Nowadays most of the press takes for granted the demands for a “Marshall Plan” for Gaza, rehabilitation of Gaza, and payment of salaries for civil servants. The humanitarian needs of the people of Gaza are very great, but take another look: it seems this war was started by Hamas because it was short of cash.
It’s well known that Iran’s payments to Hamas were diminished or eliminated when Hamas -which is Sunni- sided with the Sunni rebels in Syria against Iran’s ally, the Assad regime, It is also clear that the Egyptian army has taken serious actions to close down the vast network of smuggling tunnels from Gaza into Sinai, which Hamas taxed to produce much of its income. The result was a fiscal disaster for Hamas, visible in the fact that it has been unable to pay salaries to its people. There are a remarkable 43,000 people on the Hamas payroll in Gaza, of whom about 13,000 are men under arms.
So what did Hamas do to change this situation? First it tried to get the Palestinian Authority in Ramallah to pay the salaries, by entering into a sort of non-party or “technocratic” government with the Fatah party in the PA. This failed: the PA, which is paying its own civil servants in Gaza, refused to take on the additional burden. So Hamas turned to war. That such a war would be a disaster for the people of Gaza, would surely result in hundreds of dead and thousands of wounded, would destroy many homes and public facilities, must have been clear to the Hamas leadership. They had spent years planting their rockets and tunnels in and under hospitals, schools, and homes, which predictably would be hit during the war. No matter. That was a price the people of Gaza would have to pay.
And then would come the payments to Hamas. The goal of the war was to shake things up, to get Hamas out of its fiscal crisis, by getting the world, the “international community,” to get money moving. Perhaps Qatar would agree to pay those salaries. Perhaps the United States would pressure Egypt and Israel to open more passages more hours, and without undue inspections of what was going through. Perhaps the Americans and the EU and the wealthy Arab oil producers would go for as “Marshall Plan” for Gaza, sending hundreds of millions of dollars.
And all the while, Hamas would remain in charge. As Guy Bechor pointed out in Gplanet, it’s as if all the Marshall Plan funding directed at Germany had been sent with the Nazi Party still in charge in Berlin rather than after the destruction of the Nazi regime and while American troops were stationed in Germany.
It remains to be seen, of course, how well Hamas’s bet will pay off for Hamas. The price paid by the people of Gaza is enormous, but that was part of Hamas’s goal: no destruction, no reconstruction money to skim. The basic situation remains: every citizen of Gaza is a Hamas hostage.
That is not an argument against reconstruction, but it is a reminder that the rules we and other donors set will determine whether most of the money assists people in need, or assists Hamas. One has to doubt, if experience is a guide, that there will be much stomach among donors to set up stiffer procedures so that UNRWA schools do not again become rocket depots; so that the Hamas command center under the Shifa Hospital is destroyed; so that the dual use items that may enter Gaza are tracked from entry to use and diversion of goods like cement is prevented. But given the Egyptian, Saudi, and Emirati attitude toward Hamas, maybe this time it could be different; maybe tough American leadership could with Arab support demand that Hamas lose its bet. Maybe, that is, it is possible to help the people of Gaza without enriching the terrorists who use them as cannon fodder. That should certainly be a key goal of the United States when the “reconstruction of Gaza” hits the international agenda.

-- DATA SECTION --
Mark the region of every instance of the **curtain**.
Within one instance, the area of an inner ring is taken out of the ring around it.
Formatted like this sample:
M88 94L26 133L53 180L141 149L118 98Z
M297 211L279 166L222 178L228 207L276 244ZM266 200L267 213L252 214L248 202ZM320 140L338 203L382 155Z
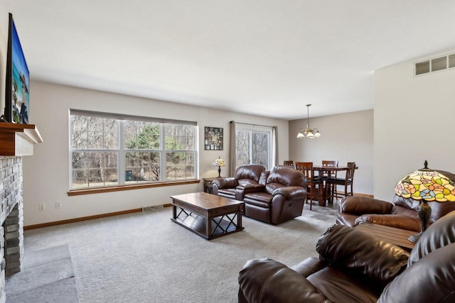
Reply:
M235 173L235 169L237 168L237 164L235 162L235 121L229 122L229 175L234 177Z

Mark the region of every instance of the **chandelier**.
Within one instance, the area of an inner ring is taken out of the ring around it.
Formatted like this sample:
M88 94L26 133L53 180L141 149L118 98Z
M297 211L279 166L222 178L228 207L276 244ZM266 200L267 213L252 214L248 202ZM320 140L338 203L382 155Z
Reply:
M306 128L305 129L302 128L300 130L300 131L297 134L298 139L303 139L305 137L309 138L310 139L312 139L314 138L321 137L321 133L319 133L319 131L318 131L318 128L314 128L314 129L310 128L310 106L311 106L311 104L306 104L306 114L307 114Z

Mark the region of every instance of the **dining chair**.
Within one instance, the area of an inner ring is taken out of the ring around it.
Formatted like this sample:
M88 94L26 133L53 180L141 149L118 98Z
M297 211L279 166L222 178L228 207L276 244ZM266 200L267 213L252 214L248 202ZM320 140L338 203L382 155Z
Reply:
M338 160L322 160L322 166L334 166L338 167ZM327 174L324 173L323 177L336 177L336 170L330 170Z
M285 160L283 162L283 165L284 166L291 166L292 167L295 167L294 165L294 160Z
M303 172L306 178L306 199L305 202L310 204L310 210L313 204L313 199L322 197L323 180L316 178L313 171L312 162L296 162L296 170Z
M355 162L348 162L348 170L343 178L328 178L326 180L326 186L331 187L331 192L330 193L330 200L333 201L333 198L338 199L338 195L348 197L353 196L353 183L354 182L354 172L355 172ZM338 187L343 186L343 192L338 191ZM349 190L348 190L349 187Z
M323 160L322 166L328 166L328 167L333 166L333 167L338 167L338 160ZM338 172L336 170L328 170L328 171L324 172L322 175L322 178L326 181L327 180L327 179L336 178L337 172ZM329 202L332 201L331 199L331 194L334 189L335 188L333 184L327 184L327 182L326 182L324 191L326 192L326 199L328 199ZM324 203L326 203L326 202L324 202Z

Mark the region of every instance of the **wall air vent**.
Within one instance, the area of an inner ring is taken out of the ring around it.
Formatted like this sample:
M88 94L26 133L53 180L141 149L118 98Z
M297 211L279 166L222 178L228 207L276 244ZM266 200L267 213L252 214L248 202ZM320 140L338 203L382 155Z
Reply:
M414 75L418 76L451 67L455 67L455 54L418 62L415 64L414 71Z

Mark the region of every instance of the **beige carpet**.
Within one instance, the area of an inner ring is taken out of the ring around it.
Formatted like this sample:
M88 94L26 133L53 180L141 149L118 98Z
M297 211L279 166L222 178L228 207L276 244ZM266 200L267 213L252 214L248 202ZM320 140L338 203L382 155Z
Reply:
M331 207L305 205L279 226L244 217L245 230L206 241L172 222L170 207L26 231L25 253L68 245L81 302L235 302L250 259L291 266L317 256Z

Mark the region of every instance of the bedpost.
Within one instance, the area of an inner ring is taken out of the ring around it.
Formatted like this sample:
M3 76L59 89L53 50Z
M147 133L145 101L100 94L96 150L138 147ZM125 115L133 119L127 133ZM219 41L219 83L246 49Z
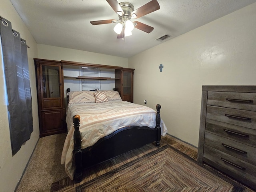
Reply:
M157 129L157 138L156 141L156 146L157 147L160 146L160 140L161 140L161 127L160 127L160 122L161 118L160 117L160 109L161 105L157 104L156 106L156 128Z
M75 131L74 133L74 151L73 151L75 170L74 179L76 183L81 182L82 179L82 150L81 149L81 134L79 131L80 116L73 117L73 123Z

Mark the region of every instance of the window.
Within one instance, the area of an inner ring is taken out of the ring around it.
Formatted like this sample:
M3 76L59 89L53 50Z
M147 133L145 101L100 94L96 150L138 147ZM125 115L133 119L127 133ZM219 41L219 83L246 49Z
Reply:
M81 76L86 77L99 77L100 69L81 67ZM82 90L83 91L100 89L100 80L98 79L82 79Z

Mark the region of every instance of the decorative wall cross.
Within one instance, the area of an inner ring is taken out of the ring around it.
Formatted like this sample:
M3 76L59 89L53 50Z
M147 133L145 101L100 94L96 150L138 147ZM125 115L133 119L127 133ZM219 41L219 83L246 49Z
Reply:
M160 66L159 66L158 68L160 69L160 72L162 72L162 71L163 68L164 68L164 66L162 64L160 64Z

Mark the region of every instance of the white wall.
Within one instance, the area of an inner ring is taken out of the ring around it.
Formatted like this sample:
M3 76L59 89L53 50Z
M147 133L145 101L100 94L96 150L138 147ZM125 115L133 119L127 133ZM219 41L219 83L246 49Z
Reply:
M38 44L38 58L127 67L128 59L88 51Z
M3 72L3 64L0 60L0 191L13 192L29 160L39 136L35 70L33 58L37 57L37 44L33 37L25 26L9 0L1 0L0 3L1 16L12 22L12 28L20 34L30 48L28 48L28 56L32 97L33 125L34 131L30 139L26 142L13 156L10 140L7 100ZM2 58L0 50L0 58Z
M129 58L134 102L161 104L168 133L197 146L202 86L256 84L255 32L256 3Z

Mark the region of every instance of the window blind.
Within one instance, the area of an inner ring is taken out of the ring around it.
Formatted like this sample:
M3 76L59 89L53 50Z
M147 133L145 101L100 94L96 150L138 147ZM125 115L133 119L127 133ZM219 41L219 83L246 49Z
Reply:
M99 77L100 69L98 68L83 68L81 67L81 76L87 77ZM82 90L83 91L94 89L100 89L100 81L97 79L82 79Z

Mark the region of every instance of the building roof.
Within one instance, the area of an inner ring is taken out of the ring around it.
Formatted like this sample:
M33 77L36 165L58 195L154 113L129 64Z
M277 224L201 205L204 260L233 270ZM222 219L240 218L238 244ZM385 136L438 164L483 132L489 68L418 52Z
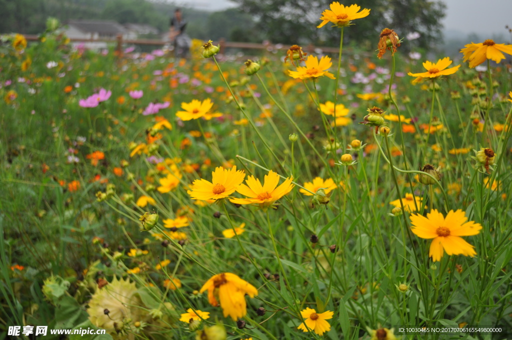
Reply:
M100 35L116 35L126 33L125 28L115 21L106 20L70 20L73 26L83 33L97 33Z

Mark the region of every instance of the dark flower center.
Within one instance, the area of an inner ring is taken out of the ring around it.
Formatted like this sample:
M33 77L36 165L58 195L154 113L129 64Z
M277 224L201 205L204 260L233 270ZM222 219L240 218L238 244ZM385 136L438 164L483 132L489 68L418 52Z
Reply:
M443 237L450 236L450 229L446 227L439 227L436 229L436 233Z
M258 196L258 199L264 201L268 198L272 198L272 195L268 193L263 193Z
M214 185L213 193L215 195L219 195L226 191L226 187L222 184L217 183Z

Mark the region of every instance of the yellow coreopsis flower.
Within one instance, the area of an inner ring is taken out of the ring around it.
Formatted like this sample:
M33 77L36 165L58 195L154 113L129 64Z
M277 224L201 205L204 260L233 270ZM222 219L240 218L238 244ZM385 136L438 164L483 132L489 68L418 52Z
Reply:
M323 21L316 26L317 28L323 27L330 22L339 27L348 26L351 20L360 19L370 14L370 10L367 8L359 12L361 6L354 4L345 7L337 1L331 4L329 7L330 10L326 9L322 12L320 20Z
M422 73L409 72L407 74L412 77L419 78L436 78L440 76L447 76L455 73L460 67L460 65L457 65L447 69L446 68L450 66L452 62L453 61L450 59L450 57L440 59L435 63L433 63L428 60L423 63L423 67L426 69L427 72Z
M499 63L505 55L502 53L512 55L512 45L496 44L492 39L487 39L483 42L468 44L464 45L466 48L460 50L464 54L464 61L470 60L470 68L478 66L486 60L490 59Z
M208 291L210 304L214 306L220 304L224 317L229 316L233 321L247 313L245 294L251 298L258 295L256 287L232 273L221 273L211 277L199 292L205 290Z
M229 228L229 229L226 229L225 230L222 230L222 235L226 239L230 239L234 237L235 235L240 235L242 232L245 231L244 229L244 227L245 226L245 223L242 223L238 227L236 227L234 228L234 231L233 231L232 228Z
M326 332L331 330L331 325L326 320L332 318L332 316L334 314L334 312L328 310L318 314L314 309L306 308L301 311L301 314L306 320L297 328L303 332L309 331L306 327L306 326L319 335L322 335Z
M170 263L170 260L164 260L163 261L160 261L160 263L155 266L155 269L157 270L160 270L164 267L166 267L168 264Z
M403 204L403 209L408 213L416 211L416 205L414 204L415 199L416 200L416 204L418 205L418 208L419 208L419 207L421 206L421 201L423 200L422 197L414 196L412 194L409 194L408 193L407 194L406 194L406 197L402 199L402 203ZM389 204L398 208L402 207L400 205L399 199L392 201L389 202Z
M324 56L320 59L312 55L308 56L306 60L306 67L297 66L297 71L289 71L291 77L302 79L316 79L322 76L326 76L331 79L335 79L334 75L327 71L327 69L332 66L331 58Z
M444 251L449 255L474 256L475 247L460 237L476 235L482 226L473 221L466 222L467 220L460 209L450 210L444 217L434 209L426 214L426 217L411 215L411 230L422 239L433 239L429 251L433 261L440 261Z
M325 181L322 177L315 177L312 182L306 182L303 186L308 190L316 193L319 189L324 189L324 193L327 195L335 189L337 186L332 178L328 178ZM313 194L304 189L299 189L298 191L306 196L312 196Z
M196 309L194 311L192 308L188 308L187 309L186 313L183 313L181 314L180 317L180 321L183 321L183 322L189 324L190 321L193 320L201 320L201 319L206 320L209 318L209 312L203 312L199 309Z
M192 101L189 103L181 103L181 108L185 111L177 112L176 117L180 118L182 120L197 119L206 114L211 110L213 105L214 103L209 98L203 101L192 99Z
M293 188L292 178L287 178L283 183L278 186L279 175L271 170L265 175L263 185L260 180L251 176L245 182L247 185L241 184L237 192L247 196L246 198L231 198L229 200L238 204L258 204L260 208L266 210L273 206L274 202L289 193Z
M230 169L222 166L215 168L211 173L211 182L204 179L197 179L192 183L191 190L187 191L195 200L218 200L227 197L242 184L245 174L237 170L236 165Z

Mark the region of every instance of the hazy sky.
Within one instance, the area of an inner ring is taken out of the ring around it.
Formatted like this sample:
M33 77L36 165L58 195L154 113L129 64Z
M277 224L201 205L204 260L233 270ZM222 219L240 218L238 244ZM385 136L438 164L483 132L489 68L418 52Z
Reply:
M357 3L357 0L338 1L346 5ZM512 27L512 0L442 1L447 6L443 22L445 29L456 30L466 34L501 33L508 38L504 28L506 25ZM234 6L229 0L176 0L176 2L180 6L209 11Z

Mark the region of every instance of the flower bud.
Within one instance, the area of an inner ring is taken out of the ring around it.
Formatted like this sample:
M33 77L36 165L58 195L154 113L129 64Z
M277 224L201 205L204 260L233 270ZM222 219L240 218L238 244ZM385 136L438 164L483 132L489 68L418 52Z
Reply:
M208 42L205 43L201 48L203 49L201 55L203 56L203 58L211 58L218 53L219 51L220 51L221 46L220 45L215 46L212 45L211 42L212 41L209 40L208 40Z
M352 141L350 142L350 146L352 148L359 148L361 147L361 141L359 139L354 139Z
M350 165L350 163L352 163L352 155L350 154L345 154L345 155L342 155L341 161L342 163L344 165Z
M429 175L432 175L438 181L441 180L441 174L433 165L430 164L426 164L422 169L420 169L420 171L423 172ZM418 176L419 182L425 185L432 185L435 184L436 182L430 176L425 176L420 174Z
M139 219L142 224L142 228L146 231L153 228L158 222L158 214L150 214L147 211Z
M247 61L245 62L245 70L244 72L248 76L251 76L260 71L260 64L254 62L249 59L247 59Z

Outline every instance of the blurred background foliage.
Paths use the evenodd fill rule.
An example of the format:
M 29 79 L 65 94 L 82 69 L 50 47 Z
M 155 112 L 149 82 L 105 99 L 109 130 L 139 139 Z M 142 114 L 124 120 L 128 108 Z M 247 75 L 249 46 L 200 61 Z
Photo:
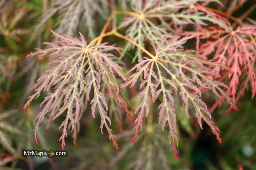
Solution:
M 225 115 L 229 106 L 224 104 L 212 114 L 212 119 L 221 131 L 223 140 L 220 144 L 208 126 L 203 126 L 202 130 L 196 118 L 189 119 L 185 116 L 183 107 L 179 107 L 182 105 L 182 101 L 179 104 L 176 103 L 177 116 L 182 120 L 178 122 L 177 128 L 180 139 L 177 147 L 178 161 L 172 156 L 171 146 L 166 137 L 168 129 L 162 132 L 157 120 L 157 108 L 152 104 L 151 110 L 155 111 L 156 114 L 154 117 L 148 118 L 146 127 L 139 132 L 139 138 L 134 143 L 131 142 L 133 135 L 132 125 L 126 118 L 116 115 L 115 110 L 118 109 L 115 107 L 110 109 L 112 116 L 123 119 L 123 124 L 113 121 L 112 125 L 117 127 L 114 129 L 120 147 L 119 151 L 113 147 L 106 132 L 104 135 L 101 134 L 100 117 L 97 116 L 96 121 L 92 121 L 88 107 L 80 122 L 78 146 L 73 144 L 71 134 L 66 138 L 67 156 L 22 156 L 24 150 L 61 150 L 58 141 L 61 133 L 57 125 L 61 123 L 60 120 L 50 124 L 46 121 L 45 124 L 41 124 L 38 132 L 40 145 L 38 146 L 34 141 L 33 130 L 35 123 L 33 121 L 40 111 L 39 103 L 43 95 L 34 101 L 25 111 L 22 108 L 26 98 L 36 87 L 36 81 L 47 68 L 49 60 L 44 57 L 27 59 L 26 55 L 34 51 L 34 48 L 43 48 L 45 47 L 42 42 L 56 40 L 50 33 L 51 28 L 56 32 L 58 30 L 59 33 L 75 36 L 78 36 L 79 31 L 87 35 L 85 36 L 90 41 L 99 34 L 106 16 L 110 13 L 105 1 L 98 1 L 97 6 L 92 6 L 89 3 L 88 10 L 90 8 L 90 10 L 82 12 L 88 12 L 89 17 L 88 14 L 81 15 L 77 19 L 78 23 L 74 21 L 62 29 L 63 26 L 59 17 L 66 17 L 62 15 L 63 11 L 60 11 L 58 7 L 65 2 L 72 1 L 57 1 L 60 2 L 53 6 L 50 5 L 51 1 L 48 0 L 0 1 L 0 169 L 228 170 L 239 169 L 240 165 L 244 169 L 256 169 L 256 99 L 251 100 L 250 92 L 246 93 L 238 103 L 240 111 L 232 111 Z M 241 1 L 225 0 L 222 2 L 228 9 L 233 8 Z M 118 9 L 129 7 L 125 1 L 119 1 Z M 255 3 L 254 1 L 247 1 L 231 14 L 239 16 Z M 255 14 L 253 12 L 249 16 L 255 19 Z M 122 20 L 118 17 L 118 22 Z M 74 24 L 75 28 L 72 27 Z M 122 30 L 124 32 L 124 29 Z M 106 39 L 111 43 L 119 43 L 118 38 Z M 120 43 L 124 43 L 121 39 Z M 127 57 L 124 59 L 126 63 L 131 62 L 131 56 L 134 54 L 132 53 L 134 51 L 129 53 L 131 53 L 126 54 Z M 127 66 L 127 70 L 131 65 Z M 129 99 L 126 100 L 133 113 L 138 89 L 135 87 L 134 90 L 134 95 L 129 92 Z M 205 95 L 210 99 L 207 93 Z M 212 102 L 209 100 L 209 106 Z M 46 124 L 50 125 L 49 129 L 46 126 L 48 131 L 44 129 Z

-- BRIEF --
From the article on Hamas and the war in Gaza, list each outcome that the stiffer donor procedures it doubts will be set up are meant to secure.

-- EXERCISE RESPONSE --
- UNRWA schools do not again become rocket depots.
- The Hamas command center under the Shifa Hospital is destroyed.
- Dual use items that may enter Gaza are tracked from entry to use, and diversion of goods like cement is prevented.